Source passage:
━━━
Mr. Lauderdale with his bicycle skates

  • Mr. Lauderdale with his “bicycle” skates

On the April edition of WKNO’s fine program, Southern Routes, I journey back to the glory days of Skateland, Skatehaven, Rainbow Lake, and many of the other roller-skating palaces that were hugely popular with Memphians in the early to mid-1900s.

Not to give too much away, but back in those days, there was a whole lot more to roller-skating than just strapping on some skates and rolling around a wooden track. Rinks put on pageants, plays, races — even full-scale weddings. And skating wasn’t just for ma, pa, teens, and the little kiddies. They made special skates for dogs, monkeys, and even BEARS.
━━━
Record set:
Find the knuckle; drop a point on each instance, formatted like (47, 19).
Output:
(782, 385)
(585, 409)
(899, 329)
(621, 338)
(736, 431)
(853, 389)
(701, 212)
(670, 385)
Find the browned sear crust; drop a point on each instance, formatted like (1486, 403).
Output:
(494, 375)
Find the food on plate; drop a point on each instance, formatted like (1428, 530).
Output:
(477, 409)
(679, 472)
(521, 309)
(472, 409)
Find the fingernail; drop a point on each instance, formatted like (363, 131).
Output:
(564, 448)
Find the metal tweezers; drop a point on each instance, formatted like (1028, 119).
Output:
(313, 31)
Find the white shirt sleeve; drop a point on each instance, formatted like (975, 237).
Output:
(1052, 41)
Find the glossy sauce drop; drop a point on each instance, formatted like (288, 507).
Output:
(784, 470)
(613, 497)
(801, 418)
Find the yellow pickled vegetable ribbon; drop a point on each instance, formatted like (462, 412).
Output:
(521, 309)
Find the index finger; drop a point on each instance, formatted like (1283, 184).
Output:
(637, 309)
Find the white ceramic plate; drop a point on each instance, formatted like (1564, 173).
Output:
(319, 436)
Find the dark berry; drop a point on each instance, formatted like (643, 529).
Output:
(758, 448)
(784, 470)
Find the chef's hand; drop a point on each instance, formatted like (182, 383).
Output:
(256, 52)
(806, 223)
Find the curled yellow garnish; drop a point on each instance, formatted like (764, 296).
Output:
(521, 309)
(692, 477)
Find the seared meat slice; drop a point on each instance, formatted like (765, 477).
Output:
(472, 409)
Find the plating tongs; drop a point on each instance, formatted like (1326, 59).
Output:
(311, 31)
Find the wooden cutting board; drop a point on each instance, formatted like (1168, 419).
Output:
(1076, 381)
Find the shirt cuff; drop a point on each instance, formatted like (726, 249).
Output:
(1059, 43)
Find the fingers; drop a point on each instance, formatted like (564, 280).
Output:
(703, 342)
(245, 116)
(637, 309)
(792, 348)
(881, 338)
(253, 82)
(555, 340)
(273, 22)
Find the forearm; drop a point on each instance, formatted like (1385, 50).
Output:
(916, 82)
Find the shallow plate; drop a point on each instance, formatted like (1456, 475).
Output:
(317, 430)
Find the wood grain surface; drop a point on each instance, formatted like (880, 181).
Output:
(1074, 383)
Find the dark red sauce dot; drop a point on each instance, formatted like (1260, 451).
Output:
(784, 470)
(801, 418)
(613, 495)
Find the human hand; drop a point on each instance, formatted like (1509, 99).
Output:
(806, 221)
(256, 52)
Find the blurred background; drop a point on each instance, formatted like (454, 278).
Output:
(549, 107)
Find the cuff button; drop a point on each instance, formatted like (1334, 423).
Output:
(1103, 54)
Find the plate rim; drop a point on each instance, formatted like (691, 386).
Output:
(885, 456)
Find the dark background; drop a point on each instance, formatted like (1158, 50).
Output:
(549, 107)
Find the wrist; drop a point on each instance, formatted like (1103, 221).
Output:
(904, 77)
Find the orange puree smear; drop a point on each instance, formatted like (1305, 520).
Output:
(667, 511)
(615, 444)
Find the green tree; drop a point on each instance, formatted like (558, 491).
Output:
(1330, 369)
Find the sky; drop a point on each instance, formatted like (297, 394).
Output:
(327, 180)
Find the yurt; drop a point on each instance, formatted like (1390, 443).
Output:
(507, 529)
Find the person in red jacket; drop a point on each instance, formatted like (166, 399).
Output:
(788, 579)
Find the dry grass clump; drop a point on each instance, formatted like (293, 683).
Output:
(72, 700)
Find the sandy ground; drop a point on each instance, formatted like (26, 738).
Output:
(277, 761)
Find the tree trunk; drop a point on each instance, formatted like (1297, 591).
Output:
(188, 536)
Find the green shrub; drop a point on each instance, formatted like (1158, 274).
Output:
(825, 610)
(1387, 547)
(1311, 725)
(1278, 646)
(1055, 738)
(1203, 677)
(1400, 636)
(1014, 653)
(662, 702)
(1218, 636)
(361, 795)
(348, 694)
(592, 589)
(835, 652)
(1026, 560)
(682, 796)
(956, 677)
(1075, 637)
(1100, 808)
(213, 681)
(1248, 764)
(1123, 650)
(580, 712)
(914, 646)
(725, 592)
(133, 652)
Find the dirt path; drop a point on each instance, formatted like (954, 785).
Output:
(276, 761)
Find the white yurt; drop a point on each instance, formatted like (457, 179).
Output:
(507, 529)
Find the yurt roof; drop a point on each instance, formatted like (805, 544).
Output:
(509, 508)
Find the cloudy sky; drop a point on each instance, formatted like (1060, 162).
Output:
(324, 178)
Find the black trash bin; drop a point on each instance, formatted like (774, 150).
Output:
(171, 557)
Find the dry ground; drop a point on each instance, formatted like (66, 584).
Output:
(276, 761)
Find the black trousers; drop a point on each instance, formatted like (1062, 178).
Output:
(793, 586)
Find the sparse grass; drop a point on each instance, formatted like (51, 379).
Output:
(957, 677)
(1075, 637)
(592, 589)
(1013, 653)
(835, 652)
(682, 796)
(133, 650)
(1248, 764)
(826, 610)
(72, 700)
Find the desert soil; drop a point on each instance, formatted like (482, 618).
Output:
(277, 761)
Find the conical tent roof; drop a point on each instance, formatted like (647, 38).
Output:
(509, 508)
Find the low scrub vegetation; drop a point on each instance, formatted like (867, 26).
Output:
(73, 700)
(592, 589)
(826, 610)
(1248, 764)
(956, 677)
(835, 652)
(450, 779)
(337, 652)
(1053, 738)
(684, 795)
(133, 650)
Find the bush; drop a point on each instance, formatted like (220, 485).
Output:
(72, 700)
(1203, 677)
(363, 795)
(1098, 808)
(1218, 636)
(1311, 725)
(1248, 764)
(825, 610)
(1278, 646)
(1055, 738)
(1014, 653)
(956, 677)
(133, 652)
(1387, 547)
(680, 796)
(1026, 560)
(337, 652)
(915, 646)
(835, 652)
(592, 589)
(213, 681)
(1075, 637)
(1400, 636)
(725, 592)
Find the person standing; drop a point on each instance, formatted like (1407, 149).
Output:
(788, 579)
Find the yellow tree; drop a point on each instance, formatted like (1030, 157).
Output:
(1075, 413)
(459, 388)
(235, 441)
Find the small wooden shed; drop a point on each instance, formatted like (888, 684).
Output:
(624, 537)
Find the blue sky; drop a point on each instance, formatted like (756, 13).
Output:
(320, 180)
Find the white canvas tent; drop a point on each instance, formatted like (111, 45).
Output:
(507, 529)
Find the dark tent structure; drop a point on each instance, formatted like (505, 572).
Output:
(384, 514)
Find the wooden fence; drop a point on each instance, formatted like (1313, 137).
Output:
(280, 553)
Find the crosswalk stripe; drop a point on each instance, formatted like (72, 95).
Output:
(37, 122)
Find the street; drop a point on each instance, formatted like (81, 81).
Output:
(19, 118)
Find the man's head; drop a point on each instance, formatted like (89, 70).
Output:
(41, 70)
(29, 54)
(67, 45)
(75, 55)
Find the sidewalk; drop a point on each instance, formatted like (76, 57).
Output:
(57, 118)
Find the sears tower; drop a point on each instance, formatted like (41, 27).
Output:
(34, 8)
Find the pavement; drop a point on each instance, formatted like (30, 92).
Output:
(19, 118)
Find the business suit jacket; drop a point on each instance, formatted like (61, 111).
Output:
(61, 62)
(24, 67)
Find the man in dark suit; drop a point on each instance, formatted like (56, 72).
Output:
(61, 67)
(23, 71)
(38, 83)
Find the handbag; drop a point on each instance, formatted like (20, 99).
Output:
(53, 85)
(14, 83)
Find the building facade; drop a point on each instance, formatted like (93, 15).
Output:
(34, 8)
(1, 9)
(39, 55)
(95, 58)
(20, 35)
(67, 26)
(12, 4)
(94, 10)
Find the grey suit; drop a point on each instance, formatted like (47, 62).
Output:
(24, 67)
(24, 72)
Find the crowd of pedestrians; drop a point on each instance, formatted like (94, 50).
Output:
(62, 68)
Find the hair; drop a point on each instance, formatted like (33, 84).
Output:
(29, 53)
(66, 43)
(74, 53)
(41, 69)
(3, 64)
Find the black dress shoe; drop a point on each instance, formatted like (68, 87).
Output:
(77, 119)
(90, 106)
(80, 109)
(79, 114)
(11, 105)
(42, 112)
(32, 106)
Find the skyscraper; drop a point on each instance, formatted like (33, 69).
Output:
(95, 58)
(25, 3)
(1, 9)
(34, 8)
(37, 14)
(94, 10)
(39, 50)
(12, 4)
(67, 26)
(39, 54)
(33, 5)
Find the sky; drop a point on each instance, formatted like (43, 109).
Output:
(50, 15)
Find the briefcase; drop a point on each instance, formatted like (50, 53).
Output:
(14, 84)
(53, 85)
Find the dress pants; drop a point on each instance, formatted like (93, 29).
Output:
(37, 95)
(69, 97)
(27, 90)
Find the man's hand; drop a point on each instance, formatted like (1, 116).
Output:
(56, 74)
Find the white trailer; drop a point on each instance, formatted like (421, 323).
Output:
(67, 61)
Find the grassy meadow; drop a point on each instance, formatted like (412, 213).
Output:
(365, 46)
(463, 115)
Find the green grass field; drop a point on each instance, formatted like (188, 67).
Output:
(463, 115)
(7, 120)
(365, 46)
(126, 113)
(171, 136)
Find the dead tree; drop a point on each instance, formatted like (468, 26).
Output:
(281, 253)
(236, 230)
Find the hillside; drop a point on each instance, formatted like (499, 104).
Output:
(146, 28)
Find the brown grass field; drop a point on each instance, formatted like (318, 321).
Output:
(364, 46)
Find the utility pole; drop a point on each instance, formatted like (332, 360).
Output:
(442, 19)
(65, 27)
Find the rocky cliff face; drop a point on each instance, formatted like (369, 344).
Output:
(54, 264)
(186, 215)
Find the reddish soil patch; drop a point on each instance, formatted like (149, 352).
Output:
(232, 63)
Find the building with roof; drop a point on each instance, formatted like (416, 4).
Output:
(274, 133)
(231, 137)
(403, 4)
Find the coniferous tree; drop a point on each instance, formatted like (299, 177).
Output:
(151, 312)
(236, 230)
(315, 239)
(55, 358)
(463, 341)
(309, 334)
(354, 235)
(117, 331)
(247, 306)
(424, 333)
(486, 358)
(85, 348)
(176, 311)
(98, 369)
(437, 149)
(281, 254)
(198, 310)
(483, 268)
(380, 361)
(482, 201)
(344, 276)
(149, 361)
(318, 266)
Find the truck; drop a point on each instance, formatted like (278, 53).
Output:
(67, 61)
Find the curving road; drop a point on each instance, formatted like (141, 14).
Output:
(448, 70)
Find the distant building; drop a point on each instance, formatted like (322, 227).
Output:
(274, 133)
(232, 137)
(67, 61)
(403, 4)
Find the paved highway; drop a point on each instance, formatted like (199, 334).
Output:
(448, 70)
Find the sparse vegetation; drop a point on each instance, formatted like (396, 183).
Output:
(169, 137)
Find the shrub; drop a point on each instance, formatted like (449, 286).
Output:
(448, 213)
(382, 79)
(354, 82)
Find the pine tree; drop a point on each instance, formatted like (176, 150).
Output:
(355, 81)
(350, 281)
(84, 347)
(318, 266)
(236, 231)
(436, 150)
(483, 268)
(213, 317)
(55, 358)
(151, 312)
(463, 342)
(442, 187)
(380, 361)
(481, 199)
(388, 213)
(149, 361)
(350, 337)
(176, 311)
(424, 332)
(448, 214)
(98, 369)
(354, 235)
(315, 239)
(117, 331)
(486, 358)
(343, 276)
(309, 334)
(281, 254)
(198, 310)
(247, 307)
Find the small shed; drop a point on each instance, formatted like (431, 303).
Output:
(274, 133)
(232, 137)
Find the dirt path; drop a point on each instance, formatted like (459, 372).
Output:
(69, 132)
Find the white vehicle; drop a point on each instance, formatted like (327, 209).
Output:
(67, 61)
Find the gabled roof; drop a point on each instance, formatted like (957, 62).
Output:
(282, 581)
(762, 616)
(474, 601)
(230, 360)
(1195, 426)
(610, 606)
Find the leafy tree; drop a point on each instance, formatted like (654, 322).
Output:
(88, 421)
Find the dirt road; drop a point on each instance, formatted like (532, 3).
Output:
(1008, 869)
━━━
Tasks to perform:
1. Identify every line in the listing that contains the string "building", and copy each one; case counts.
2. Extend the roller-skating passage, picking up right after its final sentence.
The listing bears no relation to the text about Memphis roller-skating rinks.

Expected outputs:
1.
Find the building facade; drop a point on each instance, formatted like (93, 15).
Find the building with roof; drop a point on each instance, formatted like (416, 4).
Find the distant building; drop a point on each instance, formatted like (322, 227).

2.
The show will even feature rare photos of me (such as the one here), taken in my younger days, when I was a veritable Flash at rinks around the Mid-South. Why, it took servants almost a day just to polish all the trophies I earned. Or were those bowling trophies? I can’t remember, since the Lauderdales were pretty much good at everything.

Tune into Southern Routes or you’ll be very sorry (and so will I). The show will air Thursday, April 8th at 8 p.m., and then it will repeat on Saturday, April 10 at 2:30 p.m., and again on Sunday, April 11 at 12 noon. It also airs on WKNO-2 Saturday, April 10 at 9 p.m., so I really don’t want to hear any pitiful excuses about, “Uh, I missed it.”

And I’ll be quite candid with you. Either watch the show, and admire the hard work done by my WKNO pals Kip Cole and Bonnie Kourvelas, or face the dire prospect of being cut out of my will. It’s that simple.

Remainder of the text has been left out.